● **Selección**
────────
John Fowles a la altura de sus circunstancias

De sus manos han salido novelas como «La mujer del teniente francés». Ahora, se recuperan algunos relatos.

Cada vez más seguido, a uno le da por pensar en tiempos mejores en los que en lo más alto de las listas USA/UK (junto a los inevitables superventas; que, en cualquier caso, incluían a los tanto mejores que los de ahora Leon Uris o I. Wallace o Irwin Shaw o Morris West; y tengamos la piedad de no comparar a Robert Ludlum con Dan Brown o a Harold Robbins con E. L. James) había, también, alta literatura. Nombres habitués como los de Updike, Murdoch, Bellow, McCullers, Mailer, Capote … Y, entre ellos y ellas, esa muy pero muy rara avis que fue el británico John Fowles (1926-2005). Best seller de calidad que llegó a ese sitio empujado por el descubrimiento de una novela mágica y favorita (El gran Meaulnes de Alain Foumier) y acaso por la inconfesada ambición de convertirse en el Thomas Hardy, maestro confesado del siglo XXI.
────────
● **Ejercicio propuesto a**
Reproduce los registros desde la línea que contiene «In the photo above, where exactly is the window?» hasta la que contiene «(290, 192), (297, 213)», ambas incluidas, y renombra «window» como «pane» sin alterar nada más.

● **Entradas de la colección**
────────
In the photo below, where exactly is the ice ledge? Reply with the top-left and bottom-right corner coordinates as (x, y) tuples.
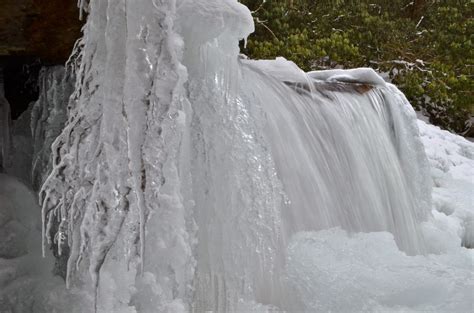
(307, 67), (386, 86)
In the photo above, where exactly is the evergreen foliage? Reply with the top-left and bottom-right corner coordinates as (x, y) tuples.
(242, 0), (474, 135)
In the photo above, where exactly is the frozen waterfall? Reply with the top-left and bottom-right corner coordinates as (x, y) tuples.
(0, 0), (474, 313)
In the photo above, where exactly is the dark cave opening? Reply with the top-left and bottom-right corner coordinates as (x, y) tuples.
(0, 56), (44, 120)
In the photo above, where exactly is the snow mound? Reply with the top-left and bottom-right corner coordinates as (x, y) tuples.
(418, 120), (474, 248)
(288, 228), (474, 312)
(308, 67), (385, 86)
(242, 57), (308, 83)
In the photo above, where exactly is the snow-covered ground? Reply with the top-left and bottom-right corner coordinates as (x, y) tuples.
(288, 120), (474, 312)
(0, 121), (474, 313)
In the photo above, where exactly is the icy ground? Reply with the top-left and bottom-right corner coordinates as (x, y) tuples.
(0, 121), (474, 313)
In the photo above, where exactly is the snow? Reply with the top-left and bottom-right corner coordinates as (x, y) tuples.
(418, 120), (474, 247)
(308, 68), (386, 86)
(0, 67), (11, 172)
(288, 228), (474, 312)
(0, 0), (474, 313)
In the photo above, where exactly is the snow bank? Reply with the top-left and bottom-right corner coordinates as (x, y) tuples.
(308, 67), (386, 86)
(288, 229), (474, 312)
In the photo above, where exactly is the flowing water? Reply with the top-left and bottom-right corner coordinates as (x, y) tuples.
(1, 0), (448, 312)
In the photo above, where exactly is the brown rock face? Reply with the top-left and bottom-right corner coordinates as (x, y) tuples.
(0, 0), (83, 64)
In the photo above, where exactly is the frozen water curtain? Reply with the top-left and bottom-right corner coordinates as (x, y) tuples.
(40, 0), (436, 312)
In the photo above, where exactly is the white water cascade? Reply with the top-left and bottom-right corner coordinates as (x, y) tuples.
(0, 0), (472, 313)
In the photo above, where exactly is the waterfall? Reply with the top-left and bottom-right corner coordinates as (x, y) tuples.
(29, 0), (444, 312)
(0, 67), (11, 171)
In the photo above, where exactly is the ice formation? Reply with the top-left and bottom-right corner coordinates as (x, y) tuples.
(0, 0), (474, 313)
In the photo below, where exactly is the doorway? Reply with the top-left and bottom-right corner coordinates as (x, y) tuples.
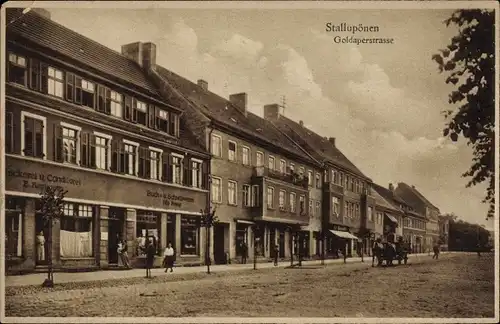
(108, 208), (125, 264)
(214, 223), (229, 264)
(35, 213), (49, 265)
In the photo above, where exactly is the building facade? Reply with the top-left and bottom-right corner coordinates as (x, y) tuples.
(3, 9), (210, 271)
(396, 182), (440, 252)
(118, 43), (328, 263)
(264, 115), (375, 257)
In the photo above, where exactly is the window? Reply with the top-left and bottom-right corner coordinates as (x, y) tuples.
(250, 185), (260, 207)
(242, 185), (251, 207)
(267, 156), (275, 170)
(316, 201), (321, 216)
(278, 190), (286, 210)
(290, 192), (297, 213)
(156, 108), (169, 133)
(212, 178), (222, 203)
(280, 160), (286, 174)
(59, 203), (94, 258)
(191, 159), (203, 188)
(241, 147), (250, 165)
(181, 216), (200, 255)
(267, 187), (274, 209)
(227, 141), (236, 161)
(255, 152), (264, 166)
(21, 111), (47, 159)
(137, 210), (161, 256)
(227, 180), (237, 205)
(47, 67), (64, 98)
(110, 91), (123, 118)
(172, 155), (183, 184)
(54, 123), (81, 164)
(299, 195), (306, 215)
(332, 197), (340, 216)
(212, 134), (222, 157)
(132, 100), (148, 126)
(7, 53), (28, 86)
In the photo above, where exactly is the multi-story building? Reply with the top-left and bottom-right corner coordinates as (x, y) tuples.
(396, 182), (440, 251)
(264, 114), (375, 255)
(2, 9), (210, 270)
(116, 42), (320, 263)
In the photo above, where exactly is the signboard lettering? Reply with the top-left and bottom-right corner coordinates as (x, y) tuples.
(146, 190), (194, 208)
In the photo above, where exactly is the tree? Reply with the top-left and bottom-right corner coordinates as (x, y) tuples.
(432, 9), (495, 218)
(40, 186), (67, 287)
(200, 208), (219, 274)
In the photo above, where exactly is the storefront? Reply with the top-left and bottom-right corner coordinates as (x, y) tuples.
────────
● **Ejercicio propuesto b**
Responde a estas preguntas sobre el artículo dedicado a John Fowles.
(i) ¿Entre qué años vivió John Fowles?
(ii) ¿Qué novela se describe como «mágica y favorita»?
(iii) ¿Qué novela salida de las manos de Fowles se cita al comienzo?

● **Respuesta escrita a**
In the photo above, where exactly is the pane? Reply with the top-left and bottom-right corner coordinates as (x, y) tuples.
(250, 185), (260, 207)
(242, 185), (251, 207)
(267, 156), (275, 170)
(316, 201), (321, 216)
(278, 190), (286, 210)
(290, 192), (297, 213)

● **Respuesta escrita b**
(i) Entre 1926 y 2005.
(ii) El gran Meaulnes.
(iii) «La mujer del teniente francés».